[Requirements] Rewrite the material below as a JSON list of strings, one string per line and no blank lines, beginning at the line that contains "Where can the blonde" and continuing through the end of the material.

[Information given]

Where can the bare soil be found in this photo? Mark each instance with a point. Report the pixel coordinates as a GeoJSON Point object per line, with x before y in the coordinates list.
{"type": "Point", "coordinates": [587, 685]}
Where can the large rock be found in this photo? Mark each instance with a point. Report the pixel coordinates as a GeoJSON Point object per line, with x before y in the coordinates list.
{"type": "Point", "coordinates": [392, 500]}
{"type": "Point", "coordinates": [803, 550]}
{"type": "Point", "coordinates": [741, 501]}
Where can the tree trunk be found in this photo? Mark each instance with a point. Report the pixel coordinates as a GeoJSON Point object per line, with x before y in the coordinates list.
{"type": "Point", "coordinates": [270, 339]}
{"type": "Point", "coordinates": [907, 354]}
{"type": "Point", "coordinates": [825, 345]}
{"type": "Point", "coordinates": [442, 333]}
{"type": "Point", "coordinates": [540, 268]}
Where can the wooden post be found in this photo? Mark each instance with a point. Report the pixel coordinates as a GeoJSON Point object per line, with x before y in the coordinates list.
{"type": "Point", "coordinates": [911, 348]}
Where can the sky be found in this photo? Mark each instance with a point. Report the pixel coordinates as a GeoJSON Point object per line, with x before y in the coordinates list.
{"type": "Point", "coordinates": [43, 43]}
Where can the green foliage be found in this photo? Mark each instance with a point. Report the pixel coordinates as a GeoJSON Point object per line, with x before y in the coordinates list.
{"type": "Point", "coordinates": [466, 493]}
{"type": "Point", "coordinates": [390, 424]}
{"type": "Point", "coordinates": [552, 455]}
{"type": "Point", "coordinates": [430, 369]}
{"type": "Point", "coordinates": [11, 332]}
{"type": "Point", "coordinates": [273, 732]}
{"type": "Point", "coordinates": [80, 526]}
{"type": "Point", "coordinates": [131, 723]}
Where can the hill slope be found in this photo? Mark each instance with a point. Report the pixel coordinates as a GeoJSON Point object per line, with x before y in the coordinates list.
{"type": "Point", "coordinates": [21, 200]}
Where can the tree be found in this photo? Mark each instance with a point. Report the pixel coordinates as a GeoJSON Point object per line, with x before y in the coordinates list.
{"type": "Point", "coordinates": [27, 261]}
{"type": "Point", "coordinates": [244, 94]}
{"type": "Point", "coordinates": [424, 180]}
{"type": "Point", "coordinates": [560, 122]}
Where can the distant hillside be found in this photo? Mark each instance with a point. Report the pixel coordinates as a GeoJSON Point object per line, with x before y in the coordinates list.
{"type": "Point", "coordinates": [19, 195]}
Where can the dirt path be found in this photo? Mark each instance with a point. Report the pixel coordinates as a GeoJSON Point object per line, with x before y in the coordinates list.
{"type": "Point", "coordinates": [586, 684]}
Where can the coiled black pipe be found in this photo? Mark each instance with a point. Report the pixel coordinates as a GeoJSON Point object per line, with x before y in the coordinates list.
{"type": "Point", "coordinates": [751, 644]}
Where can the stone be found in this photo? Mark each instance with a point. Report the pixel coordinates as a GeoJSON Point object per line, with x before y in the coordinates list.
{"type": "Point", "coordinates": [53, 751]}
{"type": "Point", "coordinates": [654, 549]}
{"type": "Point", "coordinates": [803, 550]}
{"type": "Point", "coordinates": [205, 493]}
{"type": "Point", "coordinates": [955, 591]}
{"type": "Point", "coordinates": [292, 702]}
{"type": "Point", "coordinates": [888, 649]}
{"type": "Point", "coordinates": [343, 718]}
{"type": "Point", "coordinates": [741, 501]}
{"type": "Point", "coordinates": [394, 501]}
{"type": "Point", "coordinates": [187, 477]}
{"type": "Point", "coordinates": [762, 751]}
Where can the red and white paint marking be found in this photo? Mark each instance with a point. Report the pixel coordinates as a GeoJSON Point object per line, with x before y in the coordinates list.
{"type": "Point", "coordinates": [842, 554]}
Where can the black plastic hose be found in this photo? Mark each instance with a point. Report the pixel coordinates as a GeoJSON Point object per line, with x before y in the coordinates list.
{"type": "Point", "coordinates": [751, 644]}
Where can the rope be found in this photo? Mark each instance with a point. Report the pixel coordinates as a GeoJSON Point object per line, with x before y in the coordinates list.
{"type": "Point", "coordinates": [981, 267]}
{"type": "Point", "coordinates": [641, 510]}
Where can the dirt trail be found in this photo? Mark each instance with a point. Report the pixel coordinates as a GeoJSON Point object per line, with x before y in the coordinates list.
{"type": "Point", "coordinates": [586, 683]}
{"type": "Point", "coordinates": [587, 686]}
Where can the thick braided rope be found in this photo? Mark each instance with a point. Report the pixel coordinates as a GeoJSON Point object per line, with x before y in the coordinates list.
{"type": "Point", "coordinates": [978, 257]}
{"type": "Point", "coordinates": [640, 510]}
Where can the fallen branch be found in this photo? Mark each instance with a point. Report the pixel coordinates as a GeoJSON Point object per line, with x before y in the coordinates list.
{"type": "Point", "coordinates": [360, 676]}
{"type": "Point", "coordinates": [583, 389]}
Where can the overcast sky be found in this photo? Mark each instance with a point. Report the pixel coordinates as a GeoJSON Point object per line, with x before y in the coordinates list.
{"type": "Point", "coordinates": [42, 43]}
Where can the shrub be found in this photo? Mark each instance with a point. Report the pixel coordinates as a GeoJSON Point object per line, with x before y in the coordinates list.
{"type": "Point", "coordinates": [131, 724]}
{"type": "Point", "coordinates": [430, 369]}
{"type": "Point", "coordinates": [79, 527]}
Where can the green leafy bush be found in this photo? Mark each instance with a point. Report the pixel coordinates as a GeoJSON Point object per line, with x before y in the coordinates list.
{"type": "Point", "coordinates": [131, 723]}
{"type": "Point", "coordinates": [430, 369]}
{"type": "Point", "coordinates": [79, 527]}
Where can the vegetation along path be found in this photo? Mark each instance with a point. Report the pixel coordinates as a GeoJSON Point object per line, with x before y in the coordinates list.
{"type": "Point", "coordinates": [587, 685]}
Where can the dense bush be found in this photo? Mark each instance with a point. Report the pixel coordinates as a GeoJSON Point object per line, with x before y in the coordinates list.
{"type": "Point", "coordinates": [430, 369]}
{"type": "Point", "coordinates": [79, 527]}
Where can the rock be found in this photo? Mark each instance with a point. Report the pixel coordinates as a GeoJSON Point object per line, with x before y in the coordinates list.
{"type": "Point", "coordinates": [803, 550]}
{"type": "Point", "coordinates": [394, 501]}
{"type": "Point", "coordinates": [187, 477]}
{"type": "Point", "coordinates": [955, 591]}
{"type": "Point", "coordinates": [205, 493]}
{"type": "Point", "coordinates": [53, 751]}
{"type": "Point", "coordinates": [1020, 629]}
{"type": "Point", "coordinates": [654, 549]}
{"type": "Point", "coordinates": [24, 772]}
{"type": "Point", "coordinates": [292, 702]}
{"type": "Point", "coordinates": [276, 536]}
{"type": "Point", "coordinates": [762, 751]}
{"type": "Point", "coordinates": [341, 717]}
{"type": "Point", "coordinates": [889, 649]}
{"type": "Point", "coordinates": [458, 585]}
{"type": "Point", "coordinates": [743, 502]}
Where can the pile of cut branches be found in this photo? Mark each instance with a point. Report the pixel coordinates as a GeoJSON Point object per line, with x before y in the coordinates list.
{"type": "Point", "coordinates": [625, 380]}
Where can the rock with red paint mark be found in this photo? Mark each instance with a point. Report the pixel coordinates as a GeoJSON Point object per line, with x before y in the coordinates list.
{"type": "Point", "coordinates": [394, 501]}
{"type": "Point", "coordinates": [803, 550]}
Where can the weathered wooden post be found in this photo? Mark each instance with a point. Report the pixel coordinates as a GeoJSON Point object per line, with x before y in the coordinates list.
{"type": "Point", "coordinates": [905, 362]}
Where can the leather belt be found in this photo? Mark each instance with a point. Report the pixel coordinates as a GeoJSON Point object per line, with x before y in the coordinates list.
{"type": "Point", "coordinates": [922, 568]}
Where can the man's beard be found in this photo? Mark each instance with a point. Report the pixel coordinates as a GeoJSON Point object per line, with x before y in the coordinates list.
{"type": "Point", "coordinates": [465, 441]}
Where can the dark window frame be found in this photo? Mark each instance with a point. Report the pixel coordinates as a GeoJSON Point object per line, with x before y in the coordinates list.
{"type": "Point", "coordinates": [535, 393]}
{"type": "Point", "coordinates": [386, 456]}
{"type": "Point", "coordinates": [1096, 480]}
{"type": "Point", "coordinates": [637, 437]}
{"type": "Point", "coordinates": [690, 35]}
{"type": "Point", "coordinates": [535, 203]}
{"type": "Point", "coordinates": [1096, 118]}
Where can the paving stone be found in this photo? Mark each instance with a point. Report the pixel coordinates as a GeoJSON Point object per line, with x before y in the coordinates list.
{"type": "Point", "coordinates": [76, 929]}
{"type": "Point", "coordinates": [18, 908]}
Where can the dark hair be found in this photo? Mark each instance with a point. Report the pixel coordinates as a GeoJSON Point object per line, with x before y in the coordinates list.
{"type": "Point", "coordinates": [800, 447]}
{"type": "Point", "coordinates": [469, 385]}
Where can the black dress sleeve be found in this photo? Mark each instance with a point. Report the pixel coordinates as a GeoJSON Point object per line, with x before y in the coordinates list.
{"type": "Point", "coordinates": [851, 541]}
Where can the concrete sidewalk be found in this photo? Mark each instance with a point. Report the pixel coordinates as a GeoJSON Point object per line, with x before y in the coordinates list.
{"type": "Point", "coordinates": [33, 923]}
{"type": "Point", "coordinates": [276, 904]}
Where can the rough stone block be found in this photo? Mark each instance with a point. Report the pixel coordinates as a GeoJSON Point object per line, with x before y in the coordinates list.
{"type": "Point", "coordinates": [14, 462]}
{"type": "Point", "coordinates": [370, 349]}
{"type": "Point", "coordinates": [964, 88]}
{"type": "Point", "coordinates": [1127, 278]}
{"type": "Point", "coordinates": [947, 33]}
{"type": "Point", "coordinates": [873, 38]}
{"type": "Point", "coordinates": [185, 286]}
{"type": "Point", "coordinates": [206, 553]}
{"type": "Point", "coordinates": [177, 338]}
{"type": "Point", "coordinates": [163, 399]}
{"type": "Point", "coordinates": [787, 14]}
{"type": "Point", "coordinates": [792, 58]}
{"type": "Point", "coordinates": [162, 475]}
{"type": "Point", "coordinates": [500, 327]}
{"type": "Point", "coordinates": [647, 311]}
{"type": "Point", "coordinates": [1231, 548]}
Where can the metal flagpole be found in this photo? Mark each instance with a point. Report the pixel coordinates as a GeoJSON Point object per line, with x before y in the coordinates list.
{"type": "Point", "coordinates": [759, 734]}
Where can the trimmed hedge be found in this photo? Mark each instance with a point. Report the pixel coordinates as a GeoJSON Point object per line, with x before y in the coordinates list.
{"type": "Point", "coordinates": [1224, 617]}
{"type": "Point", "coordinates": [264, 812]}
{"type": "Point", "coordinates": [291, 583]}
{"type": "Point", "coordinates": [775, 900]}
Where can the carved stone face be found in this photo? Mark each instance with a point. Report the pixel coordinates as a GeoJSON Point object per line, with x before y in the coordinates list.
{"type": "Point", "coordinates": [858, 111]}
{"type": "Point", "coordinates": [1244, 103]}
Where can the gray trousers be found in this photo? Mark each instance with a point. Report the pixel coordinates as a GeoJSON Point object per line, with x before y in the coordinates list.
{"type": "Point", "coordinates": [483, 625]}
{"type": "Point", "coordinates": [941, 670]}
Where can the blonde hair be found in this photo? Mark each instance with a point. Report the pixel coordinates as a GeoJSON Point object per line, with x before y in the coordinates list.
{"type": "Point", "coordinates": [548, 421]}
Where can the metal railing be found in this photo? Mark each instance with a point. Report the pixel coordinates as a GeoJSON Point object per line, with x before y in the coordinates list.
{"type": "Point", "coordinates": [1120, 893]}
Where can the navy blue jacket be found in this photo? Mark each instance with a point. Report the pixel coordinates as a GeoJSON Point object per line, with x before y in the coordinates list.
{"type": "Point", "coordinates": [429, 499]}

[Result below]
[
  "Where can the blonde hair be found in this photo? Mark each instance with a point. Report the pixel coordinates as a GeoJSON Point object per line, with x before y in the coordinates list.",
  "{\"type\": \"Point\", \"coordinates\": [548, 421]}",
  "Where can the metal railing be found in this photo? Mark each instance with a point. Report the pixel coordinates as a GeoJSON Point object per line, with x before y in the coordinates list.",
  "{\"type\": \"Point\", \"coordinates\": [1120, 893]}",
  "Where can the navy blue jacket be found in this photo? Mark each instance with a point. Report the pixel coordinates as a GeoJSON Point object per line, with x before y in the coordinates list.",
  "{\"type\": \"Point\", \"coordinates\": [429, 499]}"
]